> [TASK INSTRUCTIONS]: Please restate the following records word for word.

Stored data entries
╔══

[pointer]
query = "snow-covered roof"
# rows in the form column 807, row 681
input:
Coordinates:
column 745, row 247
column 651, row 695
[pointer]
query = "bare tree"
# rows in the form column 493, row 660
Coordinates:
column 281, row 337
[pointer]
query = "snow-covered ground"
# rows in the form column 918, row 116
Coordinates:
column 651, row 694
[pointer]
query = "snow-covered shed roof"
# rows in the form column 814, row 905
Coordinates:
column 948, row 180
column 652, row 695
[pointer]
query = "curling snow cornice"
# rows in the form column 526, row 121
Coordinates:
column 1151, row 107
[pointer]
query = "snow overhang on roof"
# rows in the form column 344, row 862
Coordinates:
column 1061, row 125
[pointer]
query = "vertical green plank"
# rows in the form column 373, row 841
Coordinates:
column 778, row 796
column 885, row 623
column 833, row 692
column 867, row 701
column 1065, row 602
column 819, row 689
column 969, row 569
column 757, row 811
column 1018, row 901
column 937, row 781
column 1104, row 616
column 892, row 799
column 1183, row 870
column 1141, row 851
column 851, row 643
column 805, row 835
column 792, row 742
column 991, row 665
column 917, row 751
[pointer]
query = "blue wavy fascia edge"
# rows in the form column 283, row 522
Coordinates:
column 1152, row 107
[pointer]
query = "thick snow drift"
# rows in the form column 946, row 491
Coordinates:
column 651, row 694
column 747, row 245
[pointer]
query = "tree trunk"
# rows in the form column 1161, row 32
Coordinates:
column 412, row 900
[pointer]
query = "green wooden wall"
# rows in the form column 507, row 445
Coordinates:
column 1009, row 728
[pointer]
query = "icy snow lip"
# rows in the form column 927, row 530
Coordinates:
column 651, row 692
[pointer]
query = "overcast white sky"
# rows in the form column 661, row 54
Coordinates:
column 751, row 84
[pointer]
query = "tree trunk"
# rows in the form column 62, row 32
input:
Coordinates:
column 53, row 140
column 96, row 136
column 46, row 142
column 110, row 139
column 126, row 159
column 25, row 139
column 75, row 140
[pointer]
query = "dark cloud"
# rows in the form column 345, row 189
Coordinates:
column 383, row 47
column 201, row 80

╚══

> [RESULT OF THIS EXERCISE]:
[pointer]
query = "snow-covered roof"
# rows in the form column 807, row 681
input:
Coordinates:
column 745, row 247
column 651, row 695
[pointer]
query = "bare tree"
# rows in the form column 493, row 660
Coordinates:
column 281, row 337
[pointer]
query = "snow-covered ground"
# rows in the form column 918, row 116
Coordinates:
column 651, row 694
[pointer]
query = "snow-covered shed roof"
# rows in the form column 814, row 905
Coordinates:
column 948, row 180
column 652, row 695
[pointer]
query = "curling snow cornice"
# rows in the form column 526, row 121
Coordinates:
column 1151, row 107
[pointer]
query = "snow overhang on roof"
# rows in the form column 344, row 862
Coordinates:
column 1061, row 125
[pointer]
query = "vertical green plank"
# rows in the form column 373, row 841
Coordinates:
column 778, row 796
column 885, row 623
column 833, row 692
column 867, row 701
column 1065, row 602
column 819, row 689
column 969, row 569
column 757, row 811
column 1018, row 901
column 937, row 781
column 1104, row 616
column 892, row 799
column 1183, row 870
column 1141, row 851
column 851, row 643
column 805, row 835
column 792, row 742
column 991, row 665
column 917, row 751
[pointer]
query = "blue wavy fascia edge"
# rows in the form column 283, row 522
Coordinates:
column 1152, row 107
[pointer]
query = "thick snow drift"
# rows in the form column 946, row 491
Coordinates:
column 651, row 694
column 747, row 245
[pointer]
query = "tree trunk"
# rows in the form column 1161, row 32
Coordinates:
column 412, row 900
[pointer]
query = "green wooden wall"
# rows in the form column 507, row 445
Coordinates:
column 1009, row 728
[pointer]
query = "icy snow lip"
# rows in the form column 927, row 530
Coordinates:
column 651, row 692
[pointer]
query = "overcast white sky"
# rows in the form column 661, row 54
Coordinates:
column 751, row 84
[pointer]
query = "tree trunk"
# rows in the form column 62, row 32
input:
Coordinates:
column 53, row 140
column 96, row 136
column 46, row 142
column 110, row 139
column 126, row 159
column 25, row 139
column 75, row 140
[pointer]
query = "dark cloud"
# rows in the form column 345, row 189
Coordinates:
column 383, row 47
column 201, row 80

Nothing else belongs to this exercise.